## Page extract
<<<<

At 4pm on Monday 24th, the referendum posed by unions to Alitalia staff were closed with a 67% victory for the no. The staff were asked to give their approval to the terms agreed by the unions with the government. The terms involved 980 employees be suspended with two years guaranteed of 80% their salary and the possibility of being reintegrated later if things got better. They also included an 8% reduction in pay for flight staff, and that rest days decrease from 120 to 108. Over 12,500 employees of Alitalia were called to vote, and the result would determine the fate of the company. If a ‘yes’ vote won a majority, they would receive financing from current investors of 2 billion to allow for a new development plan, whereas a ‘no’ would lead to an Alitialia bankruptcy.

A Typical Scene in Modern Italy

The results outline an irrational and very clear picture of the challenges that Italy is facing today. Firstly, the ‘no’ voters show their misalignment with the unions that should be their representatives. Secondly, they believe in a state intervention, allowing them to maintain their current jobs and benefits.

>>>>

## Exercise goal
Copy the text on the Alitalia referendum word for word, starting at "A Typical Scene in" and ending after "jobs and benefits.". The listing comes from a separate source.

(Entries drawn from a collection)
<<<<

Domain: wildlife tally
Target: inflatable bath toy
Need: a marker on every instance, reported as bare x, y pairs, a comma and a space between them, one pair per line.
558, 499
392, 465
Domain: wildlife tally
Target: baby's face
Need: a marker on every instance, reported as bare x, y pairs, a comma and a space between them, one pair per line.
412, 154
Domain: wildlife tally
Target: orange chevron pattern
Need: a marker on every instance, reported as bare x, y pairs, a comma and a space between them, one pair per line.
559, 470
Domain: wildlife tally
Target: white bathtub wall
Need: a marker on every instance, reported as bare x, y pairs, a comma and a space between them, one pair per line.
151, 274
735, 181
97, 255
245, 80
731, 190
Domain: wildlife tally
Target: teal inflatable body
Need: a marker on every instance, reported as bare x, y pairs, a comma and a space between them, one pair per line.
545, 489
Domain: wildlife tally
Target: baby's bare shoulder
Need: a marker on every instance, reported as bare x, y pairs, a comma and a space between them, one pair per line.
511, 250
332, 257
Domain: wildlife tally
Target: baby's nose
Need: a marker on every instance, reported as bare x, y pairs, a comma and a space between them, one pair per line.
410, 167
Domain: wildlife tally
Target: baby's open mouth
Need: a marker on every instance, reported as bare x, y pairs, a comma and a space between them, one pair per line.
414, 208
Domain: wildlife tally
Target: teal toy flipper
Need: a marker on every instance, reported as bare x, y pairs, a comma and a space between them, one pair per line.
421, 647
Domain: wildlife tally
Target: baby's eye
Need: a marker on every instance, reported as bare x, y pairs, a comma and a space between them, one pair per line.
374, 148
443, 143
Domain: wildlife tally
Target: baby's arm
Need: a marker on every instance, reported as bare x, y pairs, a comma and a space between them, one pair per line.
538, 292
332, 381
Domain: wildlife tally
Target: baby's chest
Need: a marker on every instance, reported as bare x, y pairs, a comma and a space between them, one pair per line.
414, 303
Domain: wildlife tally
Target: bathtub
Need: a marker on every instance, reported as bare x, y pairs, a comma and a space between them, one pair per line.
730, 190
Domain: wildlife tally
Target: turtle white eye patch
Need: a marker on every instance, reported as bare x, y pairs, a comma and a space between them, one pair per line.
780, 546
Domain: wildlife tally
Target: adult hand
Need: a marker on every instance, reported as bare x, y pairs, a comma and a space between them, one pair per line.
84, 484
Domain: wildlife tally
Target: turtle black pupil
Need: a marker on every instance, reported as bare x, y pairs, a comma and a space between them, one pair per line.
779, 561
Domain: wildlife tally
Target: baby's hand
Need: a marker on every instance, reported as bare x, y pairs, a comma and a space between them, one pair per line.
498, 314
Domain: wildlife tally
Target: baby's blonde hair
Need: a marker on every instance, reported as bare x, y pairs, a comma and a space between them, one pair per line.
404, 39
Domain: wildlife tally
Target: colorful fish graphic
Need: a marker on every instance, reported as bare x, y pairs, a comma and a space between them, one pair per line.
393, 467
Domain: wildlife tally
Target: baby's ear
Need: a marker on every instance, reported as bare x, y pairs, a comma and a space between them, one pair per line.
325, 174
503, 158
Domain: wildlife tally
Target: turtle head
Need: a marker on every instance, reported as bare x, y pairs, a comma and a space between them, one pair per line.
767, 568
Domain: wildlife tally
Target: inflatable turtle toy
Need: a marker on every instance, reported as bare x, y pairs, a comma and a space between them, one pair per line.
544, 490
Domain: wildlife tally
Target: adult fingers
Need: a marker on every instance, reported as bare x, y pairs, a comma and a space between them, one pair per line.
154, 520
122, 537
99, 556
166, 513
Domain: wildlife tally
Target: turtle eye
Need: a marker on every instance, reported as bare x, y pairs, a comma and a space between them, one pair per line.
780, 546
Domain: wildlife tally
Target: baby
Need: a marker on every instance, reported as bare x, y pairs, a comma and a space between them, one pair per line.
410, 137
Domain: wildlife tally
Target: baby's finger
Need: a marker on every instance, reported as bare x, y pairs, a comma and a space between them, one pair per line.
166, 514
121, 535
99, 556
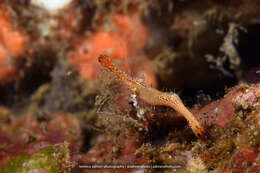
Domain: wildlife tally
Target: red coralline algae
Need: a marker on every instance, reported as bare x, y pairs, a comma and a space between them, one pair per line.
220, 112
242, 159
12, 44
27, 134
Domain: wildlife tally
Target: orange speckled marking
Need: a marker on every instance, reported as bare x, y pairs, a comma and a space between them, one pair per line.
155, 97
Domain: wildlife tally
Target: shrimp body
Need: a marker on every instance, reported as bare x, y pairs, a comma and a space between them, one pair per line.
155, 97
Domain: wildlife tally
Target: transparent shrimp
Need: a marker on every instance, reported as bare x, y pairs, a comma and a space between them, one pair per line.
155, 97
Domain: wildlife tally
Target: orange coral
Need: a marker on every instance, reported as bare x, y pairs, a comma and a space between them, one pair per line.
12, 44
127, 40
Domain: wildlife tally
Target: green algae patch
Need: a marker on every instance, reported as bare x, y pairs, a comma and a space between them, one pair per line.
51, 159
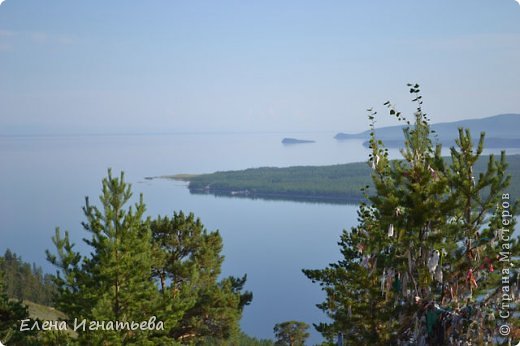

>>>>

## Exercise response
A Typical Scene in Modern Italy

The results outline an irrational and very clear picture of the challenges that Italy is facing today. Firstly, the ‘no’ voters show their misalignment with the unions that should be their representatives. Secondly, they believe in a state intervention, allowing them to maintain their current jobs and benefits.